** begin DATA IN THIS EXERCISE **
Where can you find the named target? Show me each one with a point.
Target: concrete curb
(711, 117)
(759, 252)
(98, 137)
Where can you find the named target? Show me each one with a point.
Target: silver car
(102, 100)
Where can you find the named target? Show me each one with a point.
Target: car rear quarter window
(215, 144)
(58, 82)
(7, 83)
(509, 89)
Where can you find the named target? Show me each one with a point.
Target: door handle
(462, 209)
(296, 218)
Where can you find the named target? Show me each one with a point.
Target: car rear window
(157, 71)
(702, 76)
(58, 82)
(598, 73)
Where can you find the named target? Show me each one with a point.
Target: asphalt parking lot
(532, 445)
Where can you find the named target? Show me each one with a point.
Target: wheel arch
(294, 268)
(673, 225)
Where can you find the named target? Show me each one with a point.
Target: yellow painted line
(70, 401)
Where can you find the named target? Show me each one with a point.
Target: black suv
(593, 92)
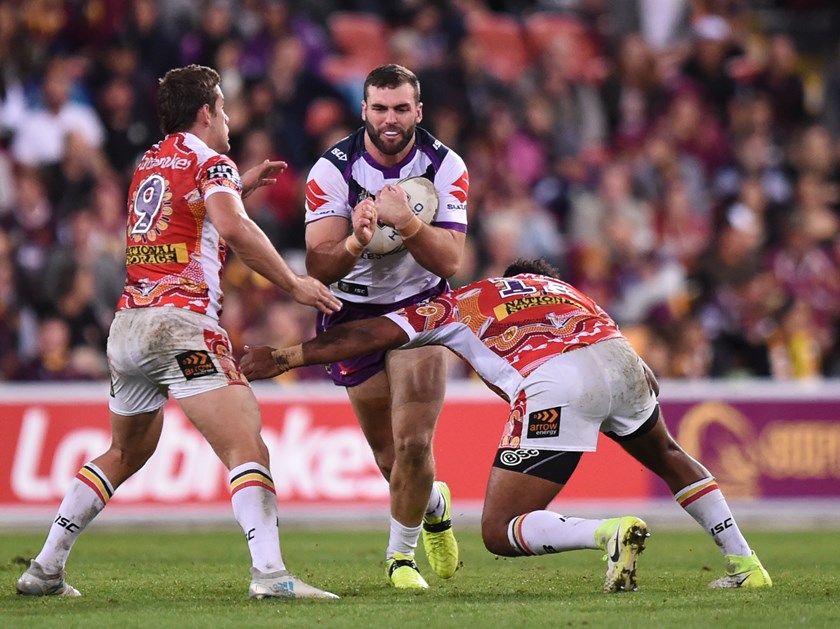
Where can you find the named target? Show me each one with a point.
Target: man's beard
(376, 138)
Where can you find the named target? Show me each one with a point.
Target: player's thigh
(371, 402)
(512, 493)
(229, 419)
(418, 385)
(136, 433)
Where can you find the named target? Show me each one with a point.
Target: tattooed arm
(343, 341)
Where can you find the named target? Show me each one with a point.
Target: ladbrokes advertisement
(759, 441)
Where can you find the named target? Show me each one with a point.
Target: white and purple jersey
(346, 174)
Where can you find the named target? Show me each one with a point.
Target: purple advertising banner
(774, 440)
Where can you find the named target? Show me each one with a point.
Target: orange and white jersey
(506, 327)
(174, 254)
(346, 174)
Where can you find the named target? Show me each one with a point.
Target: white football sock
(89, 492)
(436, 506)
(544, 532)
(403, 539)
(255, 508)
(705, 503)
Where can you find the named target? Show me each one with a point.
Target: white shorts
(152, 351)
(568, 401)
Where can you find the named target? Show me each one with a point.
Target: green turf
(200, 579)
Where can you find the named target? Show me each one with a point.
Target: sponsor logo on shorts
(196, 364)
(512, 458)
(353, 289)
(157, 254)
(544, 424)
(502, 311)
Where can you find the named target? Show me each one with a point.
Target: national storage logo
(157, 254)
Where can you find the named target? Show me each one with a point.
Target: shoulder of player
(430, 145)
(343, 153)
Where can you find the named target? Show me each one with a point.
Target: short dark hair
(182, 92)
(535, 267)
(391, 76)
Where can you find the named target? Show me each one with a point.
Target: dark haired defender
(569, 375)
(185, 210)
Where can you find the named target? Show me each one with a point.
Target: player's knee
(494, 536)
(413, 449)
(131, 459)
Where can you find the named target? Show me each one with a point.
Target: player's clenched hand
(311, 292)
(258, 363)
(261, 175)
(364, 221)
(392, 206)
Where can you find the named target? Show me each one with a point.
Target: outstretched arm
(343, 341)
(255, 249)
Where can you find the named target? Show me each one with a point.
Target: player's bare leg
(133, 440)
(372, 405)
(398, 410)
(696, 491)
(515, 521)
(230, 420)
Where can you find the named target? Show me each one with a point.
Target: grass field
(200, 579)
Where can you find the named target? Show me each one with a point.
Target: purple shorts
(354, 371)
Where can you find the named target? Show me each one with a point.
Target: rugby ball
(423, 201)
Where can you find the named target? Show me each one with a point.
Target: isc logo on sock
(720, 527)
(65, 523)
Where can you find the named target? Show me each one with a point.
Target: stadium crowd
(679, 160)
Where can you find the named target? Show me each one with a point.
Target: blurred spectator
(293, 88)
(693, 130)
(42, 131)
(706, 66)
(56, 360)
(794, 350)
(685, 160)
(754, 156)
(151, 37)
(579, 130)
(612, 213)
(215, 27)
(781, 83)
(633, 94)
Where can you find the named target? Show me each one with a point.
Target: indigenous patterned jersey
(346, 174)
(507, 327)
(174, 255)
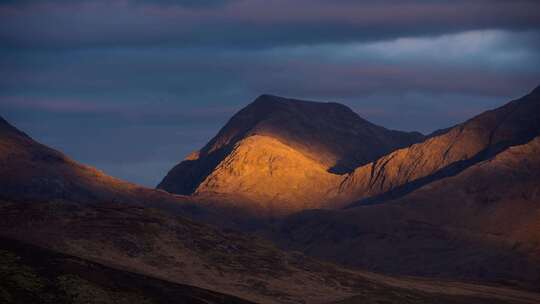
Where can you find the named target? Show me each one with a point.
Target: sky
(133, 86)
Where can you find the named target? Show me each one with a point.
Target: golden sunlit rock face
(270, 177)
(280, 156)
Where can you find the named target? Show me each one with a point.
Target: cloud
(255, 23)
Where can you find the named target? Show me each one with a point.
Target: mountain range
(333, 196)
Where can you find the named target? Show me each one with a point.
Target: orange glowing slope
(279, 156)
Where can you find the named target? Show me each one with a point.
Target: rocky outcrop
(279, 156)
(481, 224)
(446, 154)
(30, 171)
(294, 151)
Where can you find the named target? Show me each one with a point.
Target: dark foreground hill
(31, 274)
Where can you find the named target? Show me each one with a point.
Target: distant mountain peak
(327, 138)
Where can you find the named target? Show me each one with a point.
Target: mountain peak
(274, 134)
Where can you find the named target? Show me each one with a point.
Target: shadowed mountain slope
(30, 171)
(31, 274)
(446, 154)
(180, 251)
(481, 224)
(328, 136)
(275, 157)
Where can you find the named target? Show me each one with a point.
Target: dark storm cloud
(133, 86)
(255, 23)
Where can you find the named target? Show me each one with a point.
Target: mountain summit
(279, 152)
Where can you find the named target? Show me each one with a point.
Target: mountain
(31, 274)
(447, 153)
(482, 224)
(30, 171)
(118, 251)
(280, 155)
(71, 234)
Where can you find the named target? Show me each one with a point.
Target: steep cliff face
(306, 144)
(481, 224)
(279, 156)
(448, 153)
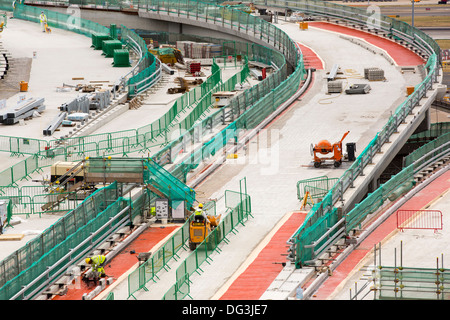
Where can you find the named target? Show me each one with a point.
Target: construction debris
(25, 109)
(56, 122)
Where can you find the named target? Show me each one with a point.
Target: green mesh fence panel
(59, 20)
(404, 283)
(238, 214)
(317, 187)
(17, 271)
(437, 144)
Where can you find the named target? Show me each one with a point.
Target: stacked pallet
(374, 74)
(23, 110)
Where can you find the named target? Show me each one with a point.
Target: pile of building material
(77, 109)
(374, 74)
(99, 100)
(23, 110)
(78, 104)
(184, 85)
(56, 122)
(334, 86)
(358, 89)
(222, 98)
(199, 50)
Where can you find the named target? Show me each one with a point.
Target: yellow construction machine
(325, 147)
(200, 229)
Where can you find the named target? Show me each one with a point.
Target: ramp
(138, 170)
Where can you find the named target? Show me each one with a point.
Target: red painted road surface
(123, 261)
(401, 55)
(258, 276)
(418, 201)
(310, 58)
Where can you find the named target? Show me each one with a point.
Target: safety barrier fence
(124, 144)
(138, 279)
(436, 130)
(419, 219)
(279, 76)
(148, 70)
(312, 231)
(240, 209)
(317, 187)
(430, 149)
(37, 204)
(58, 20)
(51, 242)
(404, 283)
** end DATA IN THIS EXERCISE **
** begin DATA IN THIS EXERCISE **
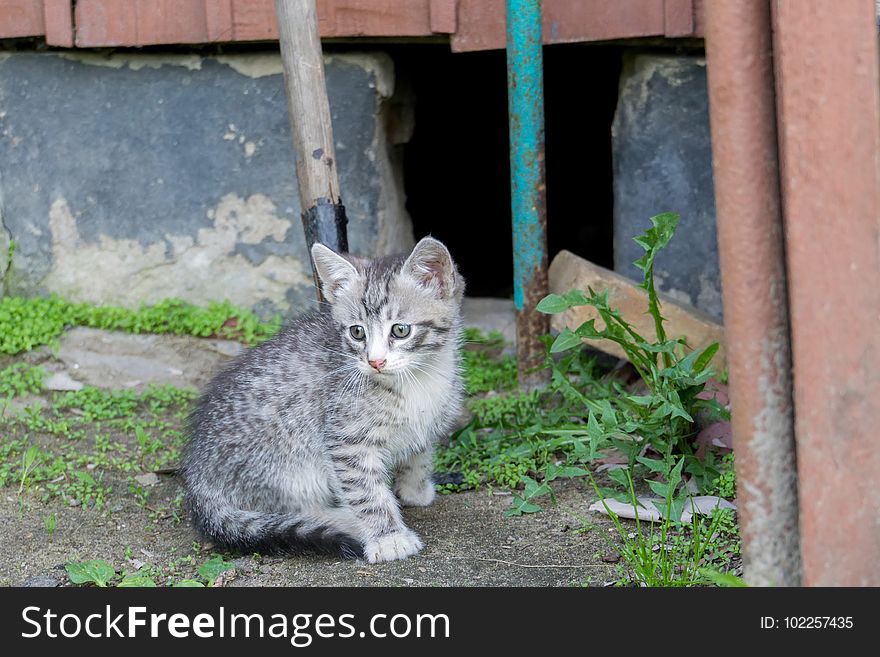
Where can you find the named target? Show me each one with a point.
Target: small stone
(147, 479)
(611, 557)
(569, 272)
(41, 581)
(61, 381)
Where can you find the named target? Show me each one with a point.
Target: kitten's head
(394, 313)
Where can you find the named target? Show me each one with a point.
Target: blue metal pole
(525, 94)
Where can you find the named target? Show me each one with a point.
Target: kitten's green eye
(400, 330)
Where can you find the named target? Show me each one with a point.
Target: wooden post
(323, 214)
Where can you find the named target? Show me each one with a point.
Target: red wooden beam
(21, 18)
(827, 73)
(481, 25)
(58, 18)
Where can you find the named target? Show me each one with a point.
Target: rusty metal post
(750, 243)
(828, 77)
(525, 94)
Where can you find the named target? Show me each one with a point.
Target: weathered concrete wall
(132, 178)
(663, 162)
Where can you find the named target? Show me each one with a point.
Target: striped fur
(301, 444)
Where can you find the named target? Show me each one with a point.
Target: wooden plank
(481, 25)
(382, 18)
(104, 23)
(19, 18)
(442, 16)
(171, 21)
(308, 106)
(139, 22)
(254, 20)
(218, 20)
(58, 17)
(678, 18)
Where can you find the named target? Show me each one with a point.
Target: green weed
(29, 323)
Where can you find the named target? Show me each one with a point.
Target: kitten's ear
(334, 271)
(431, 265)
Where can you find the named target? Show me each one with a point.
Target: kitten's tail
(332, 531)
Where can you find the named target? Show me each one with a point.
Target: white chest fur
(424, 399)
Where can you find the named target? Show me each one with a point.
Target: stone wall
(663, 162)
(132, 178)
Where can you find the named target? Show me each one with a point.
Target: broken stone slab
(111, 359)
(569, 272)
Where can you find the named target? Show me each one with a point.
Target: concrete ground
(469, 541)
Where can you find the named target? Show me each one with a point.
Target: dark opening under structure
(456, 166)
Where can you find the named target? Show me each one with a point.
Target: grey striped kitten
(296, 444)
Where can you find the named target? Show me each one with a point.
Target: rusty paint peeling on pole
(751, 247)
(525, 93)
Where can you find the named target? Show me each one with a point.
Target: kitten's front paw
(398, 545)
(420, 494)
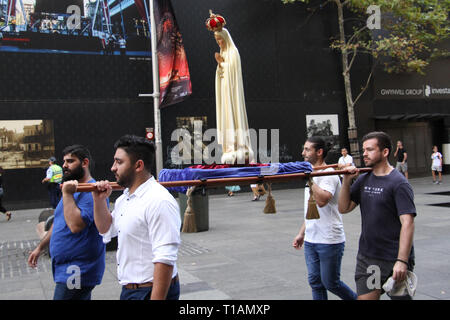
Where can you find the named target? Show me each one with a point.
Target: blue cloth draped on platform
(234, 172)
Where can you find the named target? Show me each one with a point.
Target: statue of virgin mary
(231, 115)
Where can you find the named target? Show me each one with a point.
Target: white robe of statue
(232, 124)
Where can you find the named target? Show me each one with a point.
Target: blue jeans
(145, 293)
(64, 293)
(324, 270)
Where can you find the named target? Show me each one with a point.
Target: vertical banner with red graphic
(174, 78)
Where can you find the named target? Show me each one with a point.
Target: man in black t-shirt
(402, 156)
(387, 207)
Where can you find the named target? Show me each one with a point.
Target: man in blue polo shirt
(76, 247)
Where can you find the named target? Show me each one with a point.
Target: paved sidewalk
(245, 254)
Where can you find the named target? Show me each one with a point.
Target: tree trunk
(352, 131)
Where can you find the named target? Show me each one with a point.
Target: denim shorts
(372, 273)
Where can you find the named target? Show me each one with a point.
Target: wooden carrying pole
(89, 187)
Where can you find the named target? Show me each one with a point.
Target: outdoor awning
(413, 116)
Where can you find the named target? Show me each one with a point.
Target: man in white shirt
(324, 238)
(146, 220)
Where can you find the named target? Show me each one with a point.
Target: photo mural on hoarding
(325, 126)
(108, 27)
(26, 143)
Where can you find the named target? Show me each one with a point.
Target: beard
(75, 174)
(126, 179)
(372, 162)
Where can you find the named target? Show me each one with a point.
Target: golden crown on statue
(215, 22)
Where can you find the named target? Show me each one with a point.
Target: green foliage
** end DATA IN THIS EXERCISE **
** begin DATA IN THIS EXERCISE **
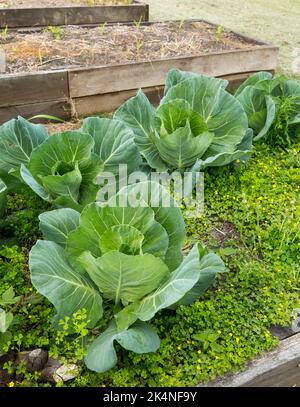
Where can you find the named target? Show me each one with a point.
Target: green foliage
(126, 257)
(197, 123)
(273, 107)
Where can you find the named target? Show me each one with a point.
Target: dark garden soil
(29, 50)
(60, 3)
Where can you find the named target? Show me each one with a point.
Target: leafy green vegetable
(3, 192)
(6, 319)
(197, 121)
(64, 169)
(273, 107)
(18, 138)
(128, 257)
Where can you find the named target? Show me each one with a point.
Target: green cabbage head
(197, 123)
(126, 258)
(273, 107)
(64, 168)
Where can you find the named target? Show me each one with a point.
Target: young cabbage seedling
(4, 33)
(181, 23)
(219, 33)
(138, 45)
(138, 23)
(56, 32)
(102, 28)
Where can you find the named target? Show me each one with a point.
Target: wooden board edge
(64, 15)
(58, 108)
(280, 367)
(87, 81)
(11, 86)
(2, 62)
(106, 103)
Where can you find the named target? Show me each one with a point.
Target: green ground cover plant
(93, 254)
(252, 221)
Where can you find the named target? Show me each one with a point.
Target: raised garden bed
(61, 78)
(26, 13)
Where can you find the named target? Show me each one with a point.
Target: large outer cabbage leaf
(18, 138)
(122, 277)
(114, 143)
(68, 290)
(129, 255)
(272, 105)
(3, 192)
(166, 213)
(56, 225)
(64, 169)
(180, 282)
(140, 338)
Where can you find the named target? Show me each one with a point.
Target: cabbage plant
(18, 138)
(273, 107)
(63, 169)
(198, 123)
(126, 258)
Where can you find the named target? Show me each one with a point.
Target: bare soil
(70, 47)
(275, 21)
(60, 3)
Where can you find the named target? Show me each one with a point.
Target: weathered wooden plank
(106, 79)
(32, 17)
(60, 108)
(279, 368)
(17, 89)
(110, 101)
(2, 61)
** end DATA IN THIS EXERCISE **
_GOAL OF THE EXERCISE:_
Locate each line in the data above that contains the word "yellow", and copy those lines out.

_SOLUTION TO THE PROBLEM:_
Target: yellow painted line
Target: yellow construction machine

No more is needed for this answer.